◆ **EXERCISE REQUIREMENTS**
Repeat everything in the records from the line containing "Exam question 7: The image above contains the raw meat." down to the line containing "0 170 117 417", including both of those lines.

◆ **MATERIAL SUPPLIED**
------------------------------

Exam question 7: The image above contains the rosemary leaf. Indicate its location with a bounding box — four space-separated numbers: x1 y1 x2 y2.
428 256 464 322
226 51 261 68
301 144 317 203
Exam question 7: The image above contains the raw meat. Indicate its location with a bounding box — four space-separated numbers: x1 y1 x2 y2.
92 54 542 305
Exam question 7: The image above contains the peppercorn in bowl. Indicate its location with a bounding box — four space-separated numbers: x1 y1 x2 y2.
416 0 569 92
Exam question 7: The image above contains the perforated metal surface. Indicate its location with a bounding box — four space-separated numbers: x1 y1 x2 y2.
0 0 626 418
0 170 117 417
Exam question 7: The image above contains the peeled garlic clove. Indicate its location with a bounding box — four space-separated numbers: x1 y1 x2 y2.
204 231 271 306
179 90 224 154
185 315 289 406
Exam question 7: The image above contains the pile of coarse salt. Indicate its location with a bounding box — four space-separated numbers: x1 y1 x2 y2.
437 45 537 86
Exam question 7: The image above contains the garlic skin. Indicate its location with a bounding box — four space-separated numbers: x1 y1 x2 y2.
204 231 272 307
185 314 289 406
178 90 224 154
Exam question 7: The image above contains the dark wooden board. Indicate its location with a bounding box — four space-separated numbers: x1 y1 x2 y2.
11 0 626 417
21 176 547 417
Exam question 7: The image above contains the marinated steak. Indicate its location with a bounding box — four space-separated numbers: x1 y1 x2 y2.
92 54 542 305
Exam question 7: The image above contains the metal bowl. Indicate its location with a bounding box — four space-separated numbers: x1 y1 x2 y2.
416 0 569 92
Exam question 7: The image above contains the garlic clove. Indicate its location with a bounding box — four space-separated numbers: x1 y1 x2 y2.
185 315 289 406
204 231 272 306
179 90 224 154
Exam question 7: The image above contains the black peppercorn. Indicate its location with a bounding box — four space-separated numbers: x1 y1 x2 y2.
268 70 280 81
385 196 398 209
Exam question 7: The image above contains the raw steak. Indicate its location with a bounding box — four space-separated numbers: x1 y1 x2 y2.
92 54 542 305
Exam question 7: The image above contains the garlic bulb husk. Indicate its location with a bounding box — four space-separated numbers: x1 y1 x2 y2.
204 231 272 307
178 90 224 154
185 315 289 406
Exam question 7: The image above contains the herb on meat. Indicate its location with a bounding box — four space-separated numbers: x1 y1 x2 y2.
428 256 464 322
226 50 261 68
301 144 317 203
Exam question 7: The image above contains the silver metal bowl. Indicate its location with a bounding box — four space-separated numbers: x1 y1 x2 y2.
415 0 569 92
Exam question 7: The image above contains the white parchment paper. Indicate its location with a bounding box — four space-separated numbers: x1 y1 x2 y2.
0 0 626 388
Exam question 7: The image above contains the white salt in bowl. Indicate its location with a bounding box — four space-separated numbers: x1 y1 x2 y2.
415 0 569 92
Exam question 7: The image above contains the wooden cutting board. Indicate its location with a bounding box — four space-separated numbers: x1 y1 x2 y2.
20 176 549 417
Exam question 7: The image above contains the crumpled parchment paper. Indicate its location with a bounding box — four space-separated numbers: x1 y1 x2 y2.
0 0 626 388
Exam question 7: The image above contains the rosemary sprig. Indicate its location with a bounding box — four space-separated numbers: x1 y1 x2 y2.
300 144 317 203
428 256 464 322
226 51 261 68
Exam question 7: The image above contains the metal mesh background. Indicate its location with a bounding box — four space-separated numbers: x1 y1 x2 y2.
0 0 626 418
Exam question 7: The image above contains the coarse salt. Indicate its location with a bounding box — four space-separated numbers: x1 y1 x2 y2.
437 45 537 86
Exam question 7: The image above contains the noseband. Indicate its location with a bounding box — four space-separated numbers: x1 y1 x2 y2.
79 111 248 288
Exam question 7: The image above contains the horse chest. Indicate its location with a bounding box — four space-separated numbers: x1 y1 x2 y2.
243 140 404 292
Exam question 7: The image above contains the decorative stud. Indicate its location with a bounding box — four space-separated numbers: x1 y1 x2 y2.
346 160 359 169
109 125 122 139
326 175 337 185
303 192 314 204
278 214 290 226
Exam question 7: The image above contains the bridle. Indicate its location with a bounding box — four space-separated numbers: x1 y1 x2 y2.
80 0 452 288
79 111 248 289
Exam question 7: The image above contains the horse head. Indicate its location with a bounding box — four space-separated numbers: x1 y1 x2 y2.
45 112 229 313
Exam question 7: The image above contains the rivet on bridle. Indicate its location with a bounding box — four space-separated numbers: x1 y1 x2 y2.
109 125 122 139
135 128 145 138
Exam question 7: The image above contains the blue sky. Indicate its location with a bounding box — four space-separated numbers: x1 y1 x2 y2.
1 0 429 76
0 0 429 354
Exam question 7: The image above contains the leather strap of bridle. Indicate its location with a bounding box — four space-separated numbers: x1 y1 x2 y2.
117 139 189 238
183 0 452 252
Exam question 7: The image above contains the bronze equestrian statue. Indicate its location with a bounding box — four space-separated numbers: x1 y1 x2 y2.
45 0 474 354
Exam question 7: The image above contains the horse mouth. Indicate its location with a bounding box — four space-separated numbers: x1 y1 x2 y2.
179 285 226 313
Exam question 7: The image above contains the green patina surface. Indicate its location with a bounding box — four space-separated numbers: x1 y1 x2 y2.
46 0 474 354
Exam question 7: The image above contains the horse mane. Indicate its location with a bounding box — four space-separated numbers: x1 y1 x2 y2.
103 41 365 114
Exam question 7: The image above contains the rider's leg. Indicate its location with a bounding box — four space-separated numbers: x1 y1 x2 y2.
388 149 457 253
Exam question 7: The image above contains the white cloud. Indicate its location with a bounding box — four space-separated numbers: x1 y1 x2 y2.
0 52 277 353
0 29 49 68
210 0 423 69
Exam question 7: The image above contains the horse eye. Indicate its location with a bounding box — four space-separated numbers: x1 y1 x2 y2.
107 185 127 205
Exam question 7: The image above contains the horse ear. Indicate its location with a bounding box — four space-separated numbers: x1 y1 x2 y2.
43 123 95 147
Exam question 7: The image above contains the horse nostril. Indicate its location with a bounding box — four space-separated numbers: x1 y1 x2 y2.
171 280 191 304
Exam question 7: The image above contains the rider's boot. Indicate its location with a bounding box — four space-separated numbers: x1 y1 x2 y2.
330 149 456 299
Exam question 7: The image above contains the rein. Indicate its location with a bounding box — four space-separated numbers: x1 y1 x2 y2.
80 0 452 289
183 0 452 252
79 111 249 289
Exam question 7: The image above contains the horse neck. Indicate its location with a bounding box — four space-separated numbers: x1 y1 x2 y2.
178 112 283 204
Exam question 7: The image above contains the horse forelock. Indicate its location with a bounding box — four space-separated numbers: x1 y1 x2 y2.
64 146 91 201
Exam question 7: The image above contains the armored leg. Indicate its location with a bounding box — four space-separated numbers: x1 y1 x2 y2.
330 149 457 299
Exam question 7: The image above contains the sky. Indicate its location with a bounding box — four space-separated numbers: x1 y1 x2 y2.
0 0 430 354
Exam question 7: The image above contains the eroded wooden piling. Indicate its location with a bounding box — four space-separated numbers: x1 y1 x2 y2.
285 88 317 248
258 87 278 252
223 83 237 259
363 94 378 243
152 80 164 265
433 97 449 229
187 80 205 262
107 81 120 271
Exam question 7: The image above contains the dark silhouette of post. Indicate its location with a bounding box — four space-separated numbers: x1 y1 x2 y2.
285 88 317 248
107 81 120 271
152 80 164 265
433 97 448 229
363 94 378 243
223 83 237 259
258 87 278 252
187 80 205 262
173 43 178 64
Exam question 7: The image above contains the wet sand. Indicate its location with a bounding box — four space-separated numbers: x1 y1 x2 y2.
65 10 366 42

------------------------------

◆ **SOLUTION TO THE EXERCISE**
Exam question 7: The image above contains the raw meat. Indicate its location with a bounding box — four space-separated numbers: x1 y1 x2 y2.
92 54 542 305
Exam question 7: The image above contains the peppercorn in bowl. Indicate its location with a bounding box — four space-separated numbers: x1 y1 x2 y2.
416 0 569 92
Exam question 7: The image above contains the perforated metal surface. Indicate its location with a bounding box — four space-separated numbers: x1 y1 x2 y2.
0 0 626 418
0 170 117 417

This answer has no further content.